What you need to do:
(A) According to the AURA project description, which competition was AURA built for?
(B) Resume the AURA project description right after its last line.

Source passage:
Skip to content

context-labs-ai/aura

Repository files navigation

AURA - Augmented Universal Recognition Assistant

A camera-first PWA that overlays contextual AI intelligence on a live camera feed with a sci-fi HUD aesthetic. Point your phone at any building or product and get instant, grounded insights — enriched with real-time web data, Places API details, 3D model generation, and voice conversation.

Built for the Google Gemini API Developer Competition 2026.


What It Does

AURA turns your phone camera into an AI-powered lens. It identifies what you're looking at, enriches it with real-time data from multiple Google APIs, and presents everything in a futuristic heads-up display — all running client-side with zero backend.

Building X-Ray Mode

Point at any building or storefront:

  • Visual identification — Gemini reads signs, logos, and architectural cues to identify the building
  • Real-time enrichment — Google Search Grounding fetches live reviews, news, and neighborhood context
  • Places API data — Rating, opening hours, reviews, and editorial summaries from Google Places (New)

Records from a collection
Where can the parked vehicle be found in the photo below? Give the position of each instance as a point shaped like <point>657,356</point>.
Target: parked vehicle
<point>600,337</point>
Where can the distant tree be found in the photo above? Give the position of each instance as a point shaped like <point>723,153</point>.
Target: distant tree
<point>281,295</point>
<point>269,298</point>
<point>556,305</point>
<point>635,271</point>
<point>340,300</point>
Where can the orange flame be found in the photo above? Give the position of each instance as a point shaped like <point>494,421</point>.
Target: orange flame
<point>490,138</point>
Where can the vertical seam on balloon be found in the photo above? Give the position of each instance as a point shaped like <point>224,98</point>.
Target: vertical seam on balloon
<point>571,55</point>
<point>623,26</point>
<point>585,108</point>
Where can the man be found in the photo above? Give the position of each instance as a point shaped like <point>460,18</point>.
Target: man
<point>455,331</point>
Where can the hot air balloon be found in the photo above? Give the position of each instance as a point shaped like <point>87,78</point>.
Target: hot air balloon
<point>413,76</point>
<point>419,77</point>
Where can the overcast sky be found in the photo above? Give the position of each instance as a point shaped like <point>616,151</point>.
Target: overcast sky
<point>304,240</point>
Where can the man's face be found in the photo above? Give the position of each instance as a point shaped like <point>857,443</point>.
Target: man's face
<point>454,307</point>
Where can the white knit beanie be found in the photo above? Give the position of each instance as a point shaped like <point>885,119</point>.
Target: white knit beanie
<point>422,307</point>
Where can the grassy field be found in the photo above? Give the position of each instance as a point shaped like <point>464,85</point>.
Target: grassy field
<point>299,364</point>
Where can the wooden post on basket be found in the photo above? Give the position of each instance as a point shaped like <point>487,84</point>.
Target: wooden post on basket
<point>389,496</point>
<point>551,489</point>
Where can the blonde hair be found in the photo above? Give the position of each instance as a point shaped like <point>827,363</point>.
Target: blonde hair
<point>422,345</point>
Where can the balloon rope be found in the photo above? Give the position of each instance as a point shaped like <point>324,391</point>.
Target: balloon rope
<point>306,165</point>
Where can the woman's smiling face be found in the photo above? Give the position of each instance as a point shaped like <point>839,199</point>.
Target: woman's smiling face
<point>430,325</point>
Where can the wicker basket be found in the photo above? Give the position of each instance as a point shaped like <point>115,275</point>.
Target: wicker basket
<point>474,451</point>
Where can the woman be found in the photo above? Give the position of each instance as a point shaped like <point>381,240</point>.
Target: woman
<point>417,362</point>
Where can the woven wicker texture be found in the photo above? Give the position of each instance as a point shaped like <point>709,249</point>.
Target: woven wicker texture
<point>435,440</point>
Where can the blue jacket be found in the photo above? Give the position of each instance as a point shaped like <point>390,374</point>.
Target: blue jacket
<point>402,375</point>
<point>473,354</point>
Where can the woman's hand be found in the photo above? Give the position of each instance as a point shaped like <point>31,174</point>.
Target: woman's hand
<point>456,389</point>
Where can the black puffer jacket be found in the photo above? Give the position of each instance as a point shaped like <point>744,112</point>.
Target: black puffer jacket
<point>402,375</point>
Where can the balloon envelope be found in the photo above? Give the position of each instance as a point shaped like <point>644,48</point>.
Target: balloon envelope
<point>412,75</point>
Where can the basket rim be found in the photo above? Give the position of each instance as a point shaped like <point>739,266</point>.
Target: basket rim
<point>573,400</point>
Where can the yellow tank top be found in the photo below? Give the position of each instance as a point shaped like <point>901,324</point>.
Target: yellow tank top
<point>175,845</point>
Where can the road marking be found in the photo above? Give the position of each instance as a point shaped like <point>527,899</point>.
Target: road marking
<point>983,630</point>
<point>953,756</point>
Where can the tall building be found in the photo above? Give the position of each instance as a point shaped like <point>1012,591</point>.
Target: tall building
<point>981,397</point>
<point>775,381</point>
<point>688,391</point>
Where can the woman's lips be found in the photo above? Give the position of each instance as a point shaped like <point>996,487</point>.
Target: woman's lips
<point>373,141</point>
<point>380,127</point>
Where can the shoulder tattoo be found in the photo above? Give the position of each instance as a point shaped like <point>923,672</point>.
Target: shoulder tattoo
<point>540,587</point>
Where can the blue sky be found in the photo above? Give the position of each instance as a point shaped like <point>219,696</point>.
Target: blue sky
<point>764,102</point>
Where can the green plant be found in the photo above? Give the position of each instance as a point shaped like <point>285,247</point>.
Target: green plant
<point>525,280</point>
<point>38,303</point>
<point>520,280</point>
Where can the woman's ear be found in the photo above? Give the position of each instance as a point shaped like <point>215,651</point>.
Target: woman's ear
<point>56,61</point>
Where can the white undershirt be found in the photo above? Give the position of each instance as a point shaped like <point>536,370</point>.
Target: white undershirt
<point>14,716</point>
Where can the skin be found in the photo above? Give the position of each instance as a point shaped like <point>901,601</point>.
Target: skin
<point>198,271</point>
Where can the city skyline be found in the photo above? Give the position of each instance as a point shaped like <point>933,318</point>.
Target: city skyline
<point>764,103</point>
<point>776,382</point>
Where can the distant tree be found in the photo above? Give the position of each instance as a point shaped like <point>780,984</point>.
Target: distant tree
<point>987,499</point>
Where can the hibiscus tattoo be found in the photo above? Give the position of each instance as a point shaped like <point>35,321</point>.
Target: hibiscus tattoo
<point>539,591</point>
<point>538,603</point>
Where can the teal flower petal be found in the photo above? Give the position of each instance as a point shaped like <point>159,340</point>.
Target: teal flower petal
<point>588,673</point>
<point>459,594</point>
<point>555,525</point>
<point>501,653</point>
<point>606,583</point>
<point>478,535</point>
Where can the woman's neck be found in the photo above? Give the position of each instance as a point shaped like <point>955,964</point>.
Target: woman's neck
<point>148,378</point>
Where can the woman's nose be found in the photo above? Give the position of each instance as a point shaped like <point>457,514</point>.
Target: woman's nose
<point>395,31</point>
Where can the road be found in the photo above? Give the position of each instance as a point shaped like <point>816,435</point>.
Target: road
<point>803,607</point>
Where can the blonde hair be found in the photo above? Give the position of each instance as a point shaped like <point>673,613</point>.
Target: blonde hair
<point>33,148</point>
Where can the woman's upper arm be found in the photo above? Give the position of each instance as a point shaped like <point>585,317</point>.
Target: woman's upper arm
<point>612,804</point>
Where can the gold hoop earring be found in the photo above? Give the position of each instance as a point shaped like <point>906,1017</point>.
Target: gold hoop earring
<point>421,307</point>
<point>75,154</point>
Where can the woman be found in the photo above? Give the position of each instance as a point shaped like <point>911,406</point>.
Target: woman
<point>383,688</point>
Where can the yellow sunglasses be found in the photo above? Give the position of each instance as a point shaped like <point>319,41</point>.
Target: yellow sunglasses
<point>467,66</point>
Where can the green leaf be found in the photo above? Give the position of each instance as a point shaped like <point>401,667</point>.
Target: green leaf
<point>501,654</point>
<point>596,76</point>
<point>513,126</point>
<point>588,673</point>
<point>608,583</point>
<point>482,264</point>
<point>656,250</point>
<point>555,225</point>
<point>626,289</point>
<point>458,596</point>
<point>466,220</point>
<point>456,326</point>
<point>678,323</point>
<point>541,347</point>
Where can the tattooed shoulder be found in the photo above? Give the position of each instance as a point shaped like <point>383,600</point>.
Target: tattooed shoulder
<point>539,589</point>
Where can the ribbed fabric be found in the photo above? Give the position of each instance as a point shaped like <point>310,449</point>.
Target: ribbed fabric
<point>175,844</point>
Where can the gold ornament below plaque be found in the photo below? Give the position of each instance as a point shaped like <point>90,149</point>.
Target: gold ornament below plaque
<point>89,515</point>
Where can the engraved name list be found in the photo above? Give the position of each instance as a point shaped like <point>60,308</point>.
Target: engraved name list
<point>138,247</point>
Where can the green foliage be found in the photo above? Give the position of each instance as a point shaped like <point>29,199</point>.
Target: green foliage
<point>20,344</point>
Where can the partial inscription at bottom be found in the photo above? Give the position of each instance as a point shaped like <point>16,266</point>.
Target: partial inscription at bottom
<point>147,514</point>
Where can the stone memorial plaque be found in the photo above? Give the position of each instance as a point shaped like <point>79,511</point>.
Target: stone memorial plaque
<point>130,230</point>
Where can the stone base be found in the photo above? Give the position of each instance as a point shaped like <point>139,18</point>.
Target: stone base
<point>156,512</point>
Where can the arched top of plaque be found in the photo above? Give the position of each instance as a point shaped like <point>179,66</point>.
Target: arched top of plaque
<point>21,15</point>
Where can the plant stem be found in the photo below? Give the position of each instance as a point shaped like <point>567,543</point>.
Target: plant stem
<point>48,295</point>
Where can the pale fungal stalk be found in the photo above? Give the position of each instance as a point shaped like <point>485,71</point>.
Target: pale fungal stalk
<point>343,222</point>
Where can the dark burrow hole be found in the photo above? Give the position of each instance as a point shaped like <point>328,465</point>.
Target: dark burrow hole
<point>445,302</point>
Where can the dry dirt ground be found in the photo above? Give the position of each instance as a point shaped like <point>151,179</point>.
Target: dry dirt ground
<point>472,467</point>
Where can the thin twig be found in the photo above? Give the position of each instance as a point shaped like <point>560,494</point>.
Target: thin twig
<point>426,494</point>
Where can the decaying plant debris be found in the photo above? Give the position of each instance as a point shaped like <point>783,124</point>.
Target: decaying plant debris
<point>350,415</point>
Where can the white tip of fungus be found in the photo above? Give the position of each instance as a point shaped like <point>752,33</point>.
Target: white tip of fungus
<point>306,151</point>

Answers for this exercise:
(A) The Google Gemini API Developer Competition 2026.

(B)
  • Landmark detection — Recognizes iconic buildings with historical summaries and future development plans
  • Trust layer — Every grounded claim gets a confidence rating (high/medium/low) with reasoning
  • 3D scan — Generates a 3D model of the building via Hyper3D Rodin, displayed with Three.js
  • Architectural details — Year built, architect, height, floors, style, and notable facts

Product Decompiler Mode

Point at any product:

  • Product identification — Reads brand names, model numbers, and labels from the image
  • Material composition — Lists visible/inferred materials (plastic, aluminum, glass, etc.)
  • Sustainability score — 1-10 environmental rating
  • Price estimate & margin guess — Current retail pricing via Search Grounding
  • Alternative suggestions — Comparable products with reasoning
  • Supply chain origin — Manufacturing origin when identifiable
  • Exploded view — AI-generated decomposition diagram using Gemini image generation

Voice Conversation (Gemini Live API)

  • Tap the mic to start a real-time audio session with Gemini
  • The AI has full context from the visual analysis — ask follow-up questions about what you see
  • Google Search enabled in voice mode for real-time price lookups, comparisons, and facts
  • AudioWorklet-based mic capture with ScriptProcessorNode fallback for Safari/iOS

Auto-Detect

  • Automatically classifies scenes as building or product using Gemini
  • Manual override available via the mode switcher
  • Confidence-based switching prevents mode flapping

Google APIs & AI Models Used

API / Model Purpose
Gemini 3 Flash Real-time vision analysis — scene classification, building/product identification (~1-3s)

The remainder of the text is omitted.